EXERCISE PROMPT — Please restate the records that follow exactly, skipping their images.

DATASET —
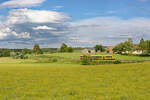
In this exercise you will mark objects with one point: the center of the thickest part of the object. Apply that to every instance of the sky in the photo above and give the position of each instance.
(78, 23)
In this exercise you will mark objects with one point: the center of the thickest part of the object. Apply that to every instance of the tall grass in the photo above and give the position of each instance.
(74, 82)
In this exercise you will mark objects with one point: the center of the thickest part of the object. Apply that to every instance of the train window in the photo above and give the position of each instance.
(109, 56)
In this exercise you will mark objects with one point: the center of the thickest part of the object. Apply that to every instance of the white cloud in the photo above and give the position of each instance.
(36, 16)
(21, 3)
(111, 30)
(58, 7)
(43, 28)
(24, 35)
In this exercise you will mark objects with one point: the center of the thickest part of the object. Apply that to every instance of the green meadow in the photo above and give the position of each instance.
(60, 76)
(74, 82)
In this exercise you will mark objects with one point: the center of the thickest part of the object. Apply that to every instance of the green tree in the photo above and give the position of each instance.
(37, 49)
(99, 48)
(142, 45)
(63, 48)
(70, 49)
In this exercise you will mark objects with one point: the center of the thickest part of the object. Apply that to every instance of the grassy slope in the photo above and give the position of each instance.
(73, 58)
(74, 82)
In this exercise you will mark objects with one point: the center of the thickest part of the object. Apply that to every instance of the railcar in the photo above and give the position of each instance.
(97, 57)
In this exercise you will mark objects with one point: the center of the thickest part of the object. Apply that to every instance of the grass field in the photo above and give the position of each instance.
(74, 82)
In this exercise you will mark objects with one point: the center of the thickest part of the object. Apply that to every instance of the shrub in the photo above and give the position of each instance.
(117, 62)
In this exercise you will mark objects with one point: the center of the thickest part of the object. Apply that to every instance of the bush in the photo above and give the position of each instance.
(117, 62)
(18, 55)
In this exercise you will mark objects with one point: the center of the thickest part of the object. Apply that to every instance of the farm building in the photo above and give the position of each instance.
(87, 50)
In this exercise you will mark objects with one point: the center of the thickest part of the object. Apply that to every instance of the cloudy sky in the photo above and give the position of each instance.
(75, 22)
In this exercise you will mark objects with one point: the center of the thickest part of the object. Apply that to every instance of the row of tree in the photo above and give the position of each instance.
(128, 47)
(65, 48)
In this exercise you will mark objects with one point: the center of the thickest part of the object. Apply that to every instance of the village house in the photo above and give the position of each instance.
(92, 50)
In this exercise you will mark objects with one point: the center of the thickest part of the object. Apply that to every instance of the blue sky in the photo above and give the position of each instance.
(75, 22)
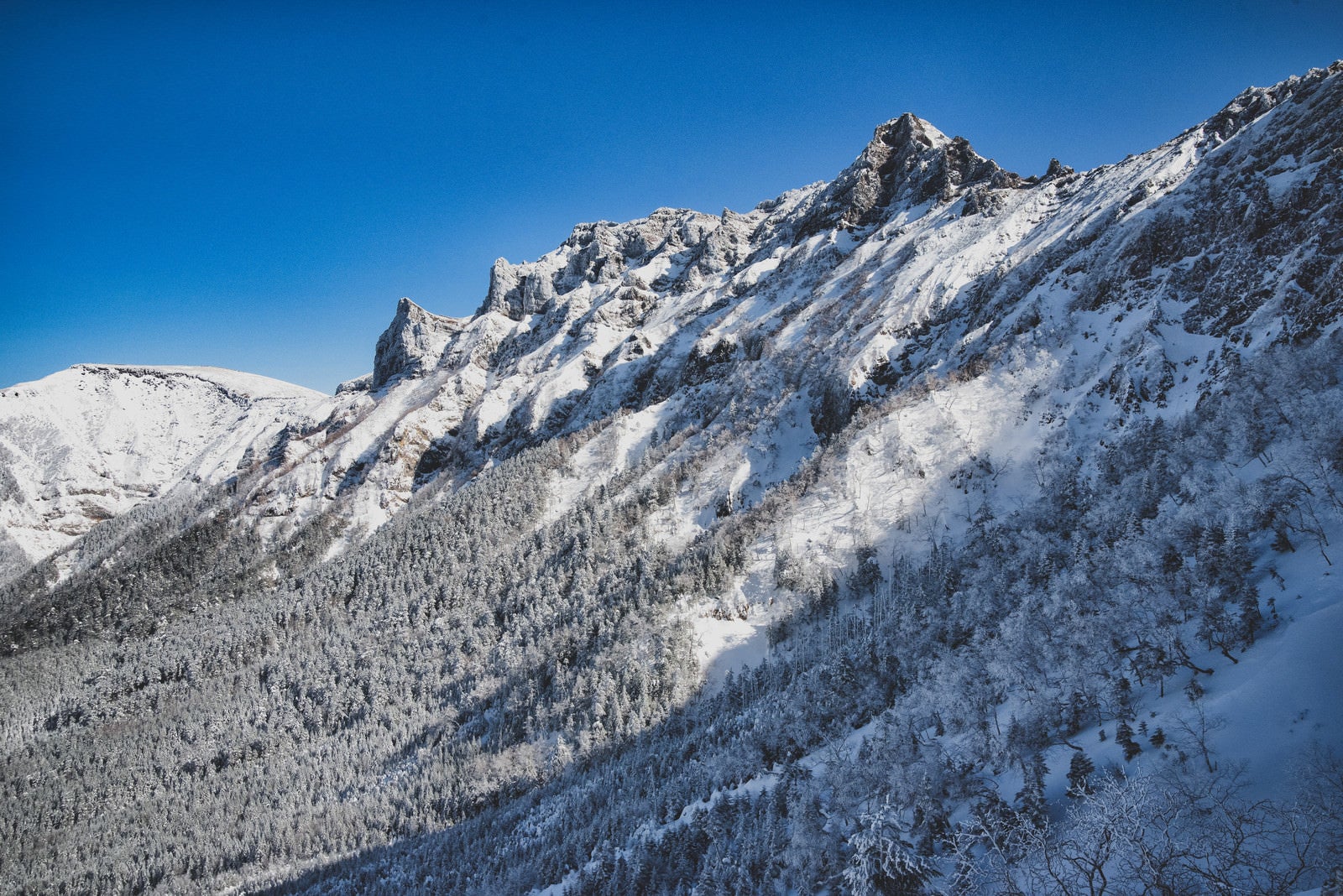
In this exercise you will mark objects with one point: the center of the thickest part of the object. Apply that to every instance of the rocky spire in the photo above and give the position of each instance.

RESPONSE TO THE TASK —
In this exercise you will mark objects with one point: the center of the thickest part of the object. Apply that to every instance of the sky in the photo above and give the position of each instance.
(78, 23)
In this exercise you will mark objects with one point: the center of the thickest part of the object. Apply that to every instance of the tall grass in the photo above and give the position of each instance.
(74, 82)
In this exercise you will mark objects with one point: the center of the thickest part of the object. Apply that to every instance of the train window in the photo above and give the position of each instance.
(109, 56)
In this exercise you will mark objects with one point: the center of the thickest part of the object. Apply that to every instance of the white cloud in the photo above and give the position of each instance.
(36, 16)
(21, 3)
(111, 30)
(58, 7)
(43, 28)
(24, 35)
In this exercise you will mark objects with one point: the center of the thickest part of the object. Apply that to every instance of the green meadow in the photo above and give the position of each instance.
(60, 76)
(74, 82)
In this exercise you will mark objects with one point: the center of the thickest part of the object. Apply that to every instance of the green tree in the photo above and give the position of each instance.
(37, 49)
(99, 48)
(142, 45)
(63, 48)
(70, 49)
In this exercise you will mark objects with one point: the center of the thickest part of the object. Apply that to every instance of the grassy slope in the photo above and give the position of each instance.
(73, 58)
(74, 82)
In this exercise you will mark objects with one point: the center of the thickest part of the object. Apply that to every instance of the railcar in the photo above and give the position of each instance.
(97, 57)
In this exercise you will mark objects with one point: the center of the thickest part of the object. Apply that to every instance of the grass field in the photo above and give the position of each instance.
(74, 82)
In this exercise you will mark objects with one point: the center of the thickest part of the object. Apply that to every instance of the shrub in the photo above and give the position of each instance.
(117, 62)
In this exercise you will mark objects with one point: the center of the thickest part of the object. Apply that to every instance of the bush in the photo above and give the position of each instance.
(117, 62)
(18, 55)
In this exercise you will mark objects with one point: the center of the thickest part of the object. Apply that to every instance of the farm building in the photo above and give the position of each instance.
(87, 50)
In this exercise you will mark objects with one point: the center of the thickest part of the object. Apply that to every instance of the cloudy sky in the photo above and give the position of each instance.
(75, 22)
In this exercise you will mark objects with one point: the center of the thickest part of the object. Apply that to every instance of the row of tree in the photo above and give the position of each instance.
(128, 47)
(65, 48)
In this exercise you will mark objects with one point: the center of the thickest part of the object. Apply that to every instance of the village house in the photo above and give the position of each instance.
(92, 50)
In this exercise you will mark objects with one point: the center of the thickest part of the object. Apply that to every instance of the blue sky in the photo above and give the position of each instance.
(75, 22)
In this exercise you will mark objects with one point: the center of the thickest part of the object. Apply that to every instance of the rocky spire in the photo above and give the position of each instance.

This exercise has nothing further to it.